Written request:
Which lines in the data below contain the word "beaded"? List each of those lines in full, and count a match only when the capitalization is the same.

Items:

──────────

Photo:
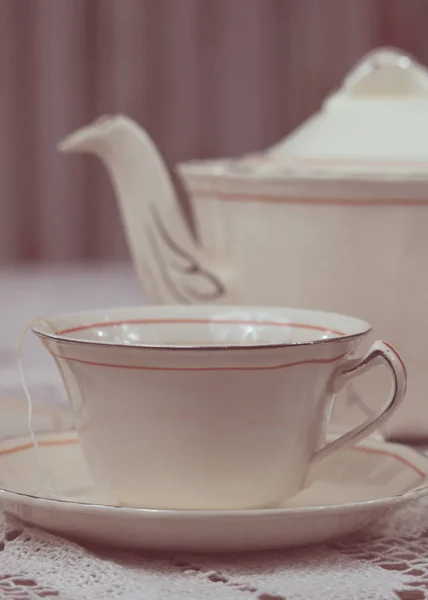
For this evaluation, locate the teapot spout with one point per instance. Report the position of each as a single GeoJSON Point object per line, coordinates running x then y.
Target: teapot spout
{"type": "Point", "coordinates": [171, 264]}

──────────

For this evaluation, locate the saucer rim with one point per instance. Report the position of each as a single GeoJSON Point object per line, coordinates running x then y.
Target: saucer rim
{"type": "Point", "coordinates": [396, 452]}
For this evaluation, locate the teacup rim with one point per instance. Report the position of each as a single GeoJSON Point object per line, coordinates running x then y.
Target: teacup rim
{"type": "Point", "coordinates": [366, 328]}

──────────

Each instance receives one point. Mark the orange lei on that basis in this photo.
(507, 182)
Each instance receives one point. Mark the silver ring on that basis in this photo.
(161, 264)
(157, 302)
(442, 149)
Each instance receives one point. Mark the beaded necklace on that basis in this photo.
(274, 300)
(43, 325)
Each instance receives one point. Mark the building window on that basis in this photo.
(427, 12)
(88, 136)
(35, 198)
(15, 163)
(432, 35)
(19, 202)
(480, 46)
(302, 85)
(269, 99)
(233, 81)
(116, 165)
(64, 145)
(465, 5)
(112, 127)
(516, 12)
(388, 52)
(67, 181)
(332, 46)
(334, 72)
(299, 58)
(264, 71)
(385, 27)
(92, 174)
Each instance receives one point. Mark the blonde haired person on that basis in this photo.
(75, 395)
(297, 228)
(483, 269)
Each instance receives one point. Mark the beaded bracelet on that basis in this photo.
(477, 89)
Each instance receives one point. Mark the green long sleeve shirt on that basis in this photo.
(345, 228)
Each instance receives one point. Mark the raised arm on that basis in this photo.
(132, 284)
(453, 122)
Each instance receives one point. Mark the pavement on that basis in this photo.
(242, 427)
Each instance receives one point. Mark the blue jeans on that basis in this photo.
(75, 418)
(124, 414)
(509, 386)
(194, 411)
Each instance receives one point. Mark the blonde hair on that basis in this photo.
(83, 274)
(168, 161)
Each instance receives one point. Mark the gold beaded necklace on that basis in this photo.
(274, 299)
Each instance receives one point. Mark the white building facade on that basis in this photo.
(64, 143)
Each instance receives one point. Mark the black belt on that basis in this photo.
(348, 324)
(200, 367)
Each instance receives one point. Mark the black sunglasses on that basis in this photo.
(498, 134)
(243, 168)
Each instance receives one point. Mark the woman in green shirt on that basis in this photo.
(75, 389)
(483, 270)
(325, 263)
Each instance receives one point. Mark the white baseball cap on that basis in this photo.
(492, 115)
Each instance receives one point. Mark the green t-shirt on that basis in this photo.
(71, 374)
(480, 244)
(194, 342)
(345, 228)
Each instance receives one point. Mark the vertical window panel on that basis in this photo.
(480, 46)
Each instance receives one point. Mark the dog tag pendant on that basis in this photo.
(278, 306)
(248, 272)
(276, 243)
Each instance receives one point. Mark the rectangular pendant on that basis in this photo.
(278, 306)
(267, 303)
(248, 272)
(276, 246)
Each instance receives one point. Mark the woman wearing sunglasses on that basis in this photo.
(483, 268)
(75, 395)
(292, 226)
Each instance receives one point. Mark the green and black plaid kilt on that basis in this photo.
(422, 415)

──────────

Exercise solution:
Each instance receives one point. Mark the beaded necklace on that basis in this photo.
Each instance receives one point. Mark the beaded bracelet on that basis in this photo.
Each instance receives one point. Mark the gold beaded necklace on that basis in this photo.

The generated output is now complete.